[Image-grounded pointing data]
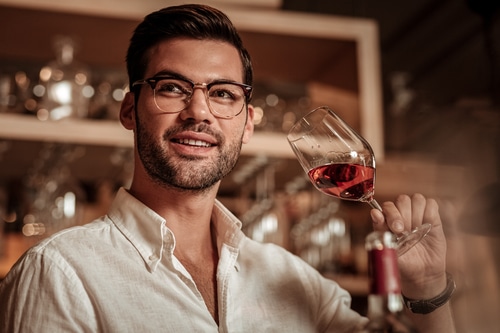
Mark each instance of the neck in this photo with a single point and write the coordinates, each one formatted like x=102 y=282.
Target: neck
x=187 y=214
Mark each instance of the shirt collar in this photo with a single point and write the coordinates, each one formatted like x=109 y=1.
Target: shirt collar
x=148 y=232
x=142 y=226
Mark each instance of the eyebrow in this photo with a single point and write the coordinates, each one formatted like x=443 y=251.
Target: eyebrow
x=176 y=75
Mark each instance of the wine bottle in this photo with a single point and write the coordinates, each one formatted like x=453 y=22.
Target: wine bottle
x=385 y=304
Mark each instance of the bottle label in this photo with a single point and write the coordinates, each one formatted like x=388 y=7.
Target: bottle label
x=384 y=272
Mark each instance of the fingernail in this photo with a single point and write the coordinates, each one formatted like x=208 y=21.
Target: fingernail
x=398 y=227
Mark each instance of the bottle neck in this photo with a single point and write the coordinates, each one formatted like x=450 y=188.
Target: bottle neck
x=385 y=283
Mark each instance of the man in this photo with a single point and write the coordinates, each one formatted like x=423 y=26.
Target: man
x=168 y=256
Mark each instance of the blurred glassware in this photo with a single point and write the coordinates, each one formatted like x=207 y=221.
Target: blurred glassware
x=64 y=88
x=56 y=196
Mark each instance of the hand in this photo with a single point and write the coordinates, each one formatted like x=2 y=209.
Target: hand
x=422 y=268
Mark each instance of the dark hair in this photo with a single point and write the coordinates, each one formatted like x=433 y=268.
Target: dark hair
x=192 y=21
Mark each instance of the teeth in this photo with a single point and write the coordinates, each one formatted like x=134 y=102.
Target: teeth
x=192 y=142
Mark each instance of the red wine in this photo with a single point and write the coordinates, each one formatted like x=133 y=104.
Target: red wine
x=344 y=180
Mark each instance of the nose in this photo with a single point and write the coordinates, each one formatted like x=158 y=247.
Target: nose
x=197 y=108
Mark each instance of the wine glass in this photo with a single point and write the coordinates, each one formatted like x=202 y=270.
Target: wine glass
x=341 y=163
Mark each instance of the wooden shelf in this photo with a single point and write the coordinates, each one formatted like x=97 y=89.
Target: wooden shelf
x=111 y=133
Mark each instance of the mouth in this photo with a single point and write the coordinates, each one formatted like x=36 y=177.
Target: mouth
x=194 y=143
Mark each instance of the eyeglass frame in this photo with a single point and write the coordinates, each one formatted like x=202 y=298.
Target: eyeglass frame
x=153 y=81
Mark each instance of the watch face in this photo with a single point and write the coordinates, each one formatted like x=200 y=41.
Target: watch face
x=427 y=306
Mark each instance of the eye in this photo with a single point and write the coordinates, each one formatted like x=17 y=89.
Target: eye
x=171 y=87
x=225 y=92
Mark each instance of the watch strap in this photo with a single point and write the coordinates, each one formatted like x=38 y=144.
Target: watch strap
x=429 y=305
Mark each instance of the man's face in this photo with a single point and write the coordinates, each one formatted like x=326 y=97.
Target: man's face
x=193 y=149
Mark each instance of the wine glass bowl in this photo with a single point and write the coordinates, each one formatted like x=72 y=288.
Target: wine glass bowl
x=340 y=162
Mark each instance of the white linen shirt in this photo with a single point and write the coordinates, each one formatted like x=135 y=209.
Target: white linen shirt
x=119 y=274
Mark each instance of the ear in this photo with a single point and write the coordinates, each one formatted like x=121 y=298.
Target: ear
x=249 y=127
x=127 y=111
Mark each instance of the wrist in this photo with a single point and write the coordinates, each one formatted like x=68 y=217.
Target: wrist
x=428 y=305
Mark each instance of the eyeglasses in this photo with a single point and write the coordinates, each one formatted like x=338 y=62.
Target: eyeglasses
x=226 y=99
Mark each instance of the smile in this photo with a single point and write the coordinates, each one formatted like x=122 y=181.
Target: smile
x=191 y=142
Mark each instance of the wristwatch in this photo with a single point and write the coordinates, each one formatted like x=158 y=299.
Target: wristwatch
x=428 y=305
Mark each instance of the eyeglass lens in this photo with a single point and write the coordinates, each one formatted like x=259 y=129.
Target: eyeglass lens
x=224 y=99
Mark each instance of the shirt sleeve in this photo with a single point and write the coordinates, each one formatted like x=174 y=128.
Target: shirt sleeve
x=44 y=294
x=332 y=303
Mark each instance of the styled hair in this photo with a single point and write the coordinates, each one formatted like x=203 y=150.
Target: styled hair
x=191 y=21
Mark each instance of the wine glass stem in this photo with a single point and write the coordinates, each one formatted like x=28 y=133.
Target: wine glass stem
x=374 y=204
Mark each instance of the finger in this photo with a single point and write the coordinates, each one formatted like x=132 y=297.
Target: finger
x=393 y=217
x=378 y=219
x=418 y=209
x=431 y=214
x=403 y=204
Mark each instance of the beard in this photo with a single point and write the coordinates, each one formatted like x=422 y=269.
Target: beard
x=186 y=173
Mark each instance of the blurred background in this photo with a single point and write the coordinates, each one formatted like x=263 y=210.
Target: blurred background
x=420 y=80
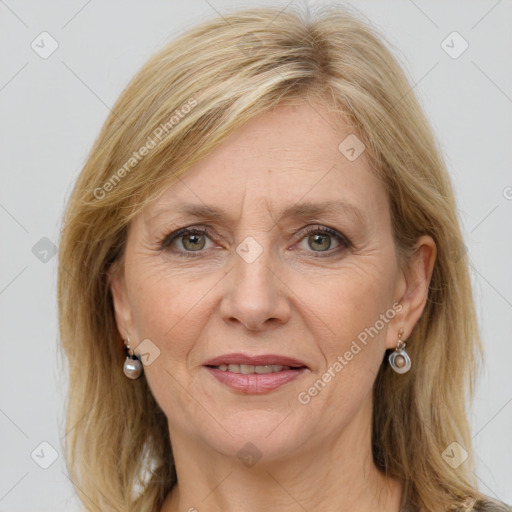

» **To do**
Set every record down verbatim. No pictures belong in the copy.

» **Response to the task**
Mark each instance of the neck in this photo with a single point and write the coordinates, each one formatted like x=102 y=282.
Target: neck
x=187 y=214
Mark each instance of the shirt collar in this photo with a single point and write the coordinates, each one formatted like x=109 y=1.
Target: shirt collar
x=148 y=232
x=142 y=226
Mark each instance of the eyebrow in this photo with a single point and write the coordinates, each one formatted like x=443 y=251.
Target: eyebrow
x=176 y=75
Mark each instance of the wine bottle in this photo with a single point and write the coordinates, each one formatted like x=453 y=22.
Target: wine bottle
x=385 y=304
Mark each instance of the bottle label in this photo with a single point and write the coordinates, each one formatted like x=388 y=7.
Target: bottle label
x=384 y=272
Mark each instance of the fingernail in this photo with a single point and write the coordinates, each one formatted like x=208 y=21.
Target: fingernail
x=398 y=227
Mark each instance of the bottle neck in this photo with a single point and write the coordinates, each one formatted like x=450 y=188.
Target: bottle neck
x=385 y=283
Mark each instance of the man in this photo with a single point and write the coordinates, each one formatted like x=423 y=26.
Target: man
x=168 y=256
Mark each instance of the blurred glassware in this photo with a single point and write the coordinates, each one formatted like x=207 y=221.
Target: blurred glassware
x=64 y=88
x=56 y=196
Mark each instance of the hand in this photo with a single point and write the coordinates, each one formatted like x=2 y=209.
Target: hand
x=422 y=268
Mark each instance of the dark hair in this photo with a single point and write the coordinates, each one formatted like x=433 y=268.
Target: dark hair
x=192 y=21
Mark each instance of the teeth in this photo with a single point and write the coordinates, each one formatted like x=134 y=102.
Target: teeth
x=192 y=142
Mark each instance of the red wine in this photo with a single point and write the coordinates, each one formatted like x=133 y=104.
Target: red wine
x=344 y=180
Mark each instance of the nose in this photo with a single point and write the coordinates, each one formatted like x=158 y=247.
Target: nose
x=197 y=108
Mark each instance of the wine glass in this photo with a single point and write the coordinates, each one formatted like x=202 y=270.
Target: wine glass
x=341 y=163
Mark each instance of the wooden shelf in this photo with a single point and write the coordinates, each one formatted like x=97 y=89.
Target: wooden shelf
x=111 y=133
Mark each instance of the mouth in this photo with a single point and write the coordinates, each one formatted like x=36 y=177.
Target: mouth
x=194 y=143
Mark each instance of the eyeglass frame in this photo with a single point and write the coordinates, each one formatted like x=202 y=298.
Target: eyeglass frame
x=153 y=81
Mark each instance of the watch face in this photo with a single point and write the coordinates, each one formatted like x=200 y=41.
Target: watch face
x=427 y=306
Mark each instance of the eye in this photo with a single point and write the coordinates, each one formatted like x=17 y=89.
Target: eye
x=171 y=87
x=225 y=92
Mark each instance of the watch strap in this photo with a single point and write the coordinates, each one formatted like x=38 y=144.
Target: watch strap
x=429 y=305
Mark each instance of the man's face in this photo with a single point and write the coordinates, each one formatted like x=326 y=97.
Target: man's face
x=193 y=149
Mark each instance of the wine glass bowl in this photo with a single point and write the coordinates, each one formatted like x=72 y=288.
Target: wine glass bowl
x=340 y=162
Mark each instance of the white linen shirt in this photo with a single point and write the coordinates, each one formatted like x=135 y=209.
Target: white linen shirt
x=119 y=274
Mark each instance of the ear in this photo with a single point and write the coordinates, each one formatted like x=121 y=298.
Target: ear
x=249 y=127
x=127 y=111
Mark each instance of the wrist in this photo with a single point and write the coordinates, each one formatted like x=68 y=217.
Target: wrist
x=428 y=305
Mark each instance of the eyeglasses in this photo with a single point and write the coordinates, each one formatted like x=338 y=62.
Target: eyeglasses
x=226 y=99
Mark each instance of the smile in this photo with a single point and write the coordinates, each one formatted like x=122 y=181.
Target: smile
x=191 y=142
Mark each instance of the wristwatch in this photo with a single point and write the coordinates, each one formatted like x=158 y=299.
Target: wristwatch
x=428 y=305
Mark each instance of the eyeglass lens in this photo with a single point and write the coordinates, each one formatted like x=259 y=129.
Target: eyeglass lens
x=224 y=99
Mark each instance of the shirt sleeve in this photo with a single point and write the coordinates, each one formatted like x=174 y=128.
Target: shirt sleeve
x=44 y=294
x=332 y=303
Mark each instance of the styled hair in this photo with a single point and write the coordinates, each one formatted like x=203 y=150.
Target: styled hair
x=191 y=21
Mark each instance of the wine glass stem in this photo with a single point and write the coordinates, each one formatted like x=28 y=133.
Target: wine glass stem
x=374 y=204
Mark each instance of the finger in this photo with a single point and write the coordinates, each one formatted like x=132 y=297.
Target: finger
x=393 y=217
x=378 y=219
x=418 y=209
x=431 y=214
x=403 y=204
Mark each instance of the beard in this photo with a single point and write the coordinates, each one formatted like x=422 y=269.
Target: beard
x=186 y=173
Mark each instance of the blurred background in this photo with a single point and write the coordinates, each one formatted like x=263 y=210.
Target: blurred background
x=420 y=80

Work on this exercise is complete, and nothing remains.